### Exercise
Extend the passage on the Marco Polo building fire and the push for sprinklers in older Honolulu high-rises, picking up after its final sentence.

### Document section
************
More than 200 of the 568 units were damaged. No sprinkler system was installed in the Marco Polo building complex which was built in 1971 and four years before sprinklers became mandatory for new construction in Honolulu. In fact, after a 2013 fire, the Marco Polo building's association obtained an estimate of $8,000 per condo for installation of sprinklers. This would have cost $4.5 million for the entire complex, but the sprinkler system was never installed. More than 300 high-rises across Oahu are not required to have sprinklers. (Note: A high-rise is defined as a structure at least 35 m or 12 stories tall and less than 100 m or 40 stories tall. As of 2017, Honolulu is ranked 66th in the world with 457 high-rises.) However, local and Hawai'i lawmakers were considering making sprinklers mandatory on these older complexes. Both Honolulu Mayor Kirk Caldwell and Hawai'i state senator Glenn Wakai voiced support for sprinkler installation in older high-rises.
************
### Dataset extract

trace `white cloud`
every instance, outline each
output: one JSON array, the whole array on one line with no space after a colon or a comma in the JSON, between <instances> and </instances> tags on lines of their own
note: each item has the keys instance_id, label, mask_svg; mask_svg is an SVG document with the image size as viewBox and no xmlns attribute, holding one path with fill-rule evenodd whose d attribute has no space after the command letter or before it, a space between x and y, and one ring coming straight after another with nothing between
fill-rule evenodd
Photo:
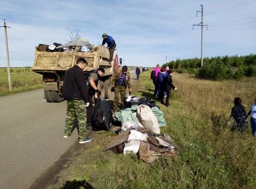
<instances>
[{"instance_id":1,"label":"white cloud","mask_svg":"<svg viewBox=\"0 0 256 189\"><path fill-rule=\"evenodd\" d=\"M11 27L8 37L11 66L32 65L36 46L54 42L64 43L68 39L65 27L80 26L82 37L95 45L101 43L103 32L113 37L119 57L125 59L125 64L154 66L165 62L166 55L168 60L200 56L200 34L191 35L200 30L180 34L191 30L193 24L200 22L200 17L184 22L195 17L201 3L206 5L204 21L209 26L255 16L256 2L207 15L248 2L212 3L215 1L55 0L35 3L28 0L6 1L1 3L0 18L6 18ZM253 20L256 19L250 20ZM255 53L255 24L205 32L205 55ZM0 28L0 43L3 55L0 57L0 67L4 67L6 60L3 28Z\"/></svg>"}]
</instances>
************
### Task output
In response to the Marco Polo fire, the City and County of Honolulu enacted Ordinance 18–14 in May 2018, which requires all buildings ten stories or higher to conduct a safety evaluation and retrofit necessary improvements or retrofit automatic sprinklers. Out of 102 buildings that had conducted a safety evaluation by April 2021, only six had passed. Buildings are required to complete safety evaluations or sprinkler retrofits by the spring of 2024.